● PROVIDED PASSAGE:
= Beginning of Section =

The problems keep coming for Community Board 9.

James Coccovillo, the board’s chair, wants a do-over after a recent vote to keep on board member Sam Esposito.

At the November meeting, Esposito called for a public vote in order to avoid the board going into executive session to call for his removal. Coccovillo obliged, and Esposito was saved with a 34-10 vote.

Esposito was the subject of rumors within the group after he clashed with three other members. He was accused of being anti-Semitic, but said he “isn’t anti-anything.”

Late on November 18, Coccovillo distributed a press release, unbeknownst to the majority of the board, stating the last meeting did not adhere to CB 9’s bylaws and the issues raised then will therefore have to be dealt with again in December.

“I would not have known about it had I not seen it on Twitter,” said one board member.

The chair met with members of the borough president’s office, who confirmed Coccovillo “wrongfully allowed CB 9 bylaws to be bypassed, a fact that needs to be rectified to sustain the confidence and trust of the board as well as the public.”

= End of Section =

● PROBLEMS TO SOLVE:
**1)** According to the Community Board 9 article, what was the result of the public vote on keeping Sam Esposito?
**2)** List each action that the Community Board 9 article reports James Coccovillo taking.
**3)** Resume the Community Board 9 article from the point where it stops.

● SUPPLIED RECORDS:
= Beginning of Section =

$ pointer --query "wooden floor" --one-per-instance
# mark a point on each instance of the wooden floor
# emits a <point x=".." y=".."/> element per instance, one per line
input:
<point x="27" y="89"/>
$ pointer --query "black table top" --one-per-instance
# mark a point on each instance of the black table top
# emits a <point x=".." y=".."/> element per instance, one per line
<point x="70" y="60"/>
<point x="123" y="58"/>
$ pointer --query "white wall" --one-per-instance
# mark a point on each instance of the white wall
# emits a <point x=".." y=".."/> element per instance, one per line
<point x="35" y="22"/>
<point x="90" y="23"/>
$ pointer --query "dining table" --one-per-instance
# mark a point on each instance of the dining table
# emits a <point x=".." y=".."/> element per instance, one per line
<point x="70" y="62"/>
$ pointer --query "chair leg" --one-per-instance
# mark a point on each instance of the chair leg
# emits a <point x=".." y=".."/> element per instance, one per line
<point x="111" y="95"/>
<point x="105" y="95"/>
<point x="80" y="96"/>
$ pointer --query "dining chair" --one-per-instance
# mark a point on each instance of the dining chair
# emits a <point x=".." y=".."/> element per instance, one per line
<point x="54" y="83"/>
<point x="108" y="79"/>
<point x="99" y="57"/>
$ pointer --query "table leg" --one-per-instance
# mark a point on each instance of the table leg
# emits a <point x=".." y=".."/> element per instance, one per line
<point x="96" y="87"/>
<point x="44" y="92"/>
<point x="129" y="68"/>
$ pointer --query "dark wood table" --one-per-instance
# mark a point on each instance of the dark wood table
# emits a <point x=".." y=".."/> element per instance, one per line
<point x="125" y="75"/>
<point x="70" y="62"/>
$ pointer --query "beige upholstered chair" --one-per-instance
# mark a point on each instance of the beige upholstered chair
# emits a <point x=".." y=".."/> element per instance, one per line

= End of Section =

● ANSWERS:
**1)** Esposito kept his seat by a 34-10 vote.

**2)**
- He agreed to Esposito's call for a public vote at the November meeting.
- Late on November 18, he distributed a press release saying the last meeting did not follow CB 9's bylaws.
- He met with members of the borough president's office.

**3)**
Esposito maintains his innocence and said the problem lies within his support for District Manager Mary Anne Carey, who Coccovillo attempted to remove from the board in June.

“[Coccovillo] did so without the knowledge of any other members of the board,” Esposito said. “He restlessly continued on his quest to harass and intimidate the staff from the time he became chair until now. What we are doing is protecting these girls who have worked tirelessly through the years.”

Consideration for the removal of Esposito from CB 9 will be addressed again at the December 10 meeting.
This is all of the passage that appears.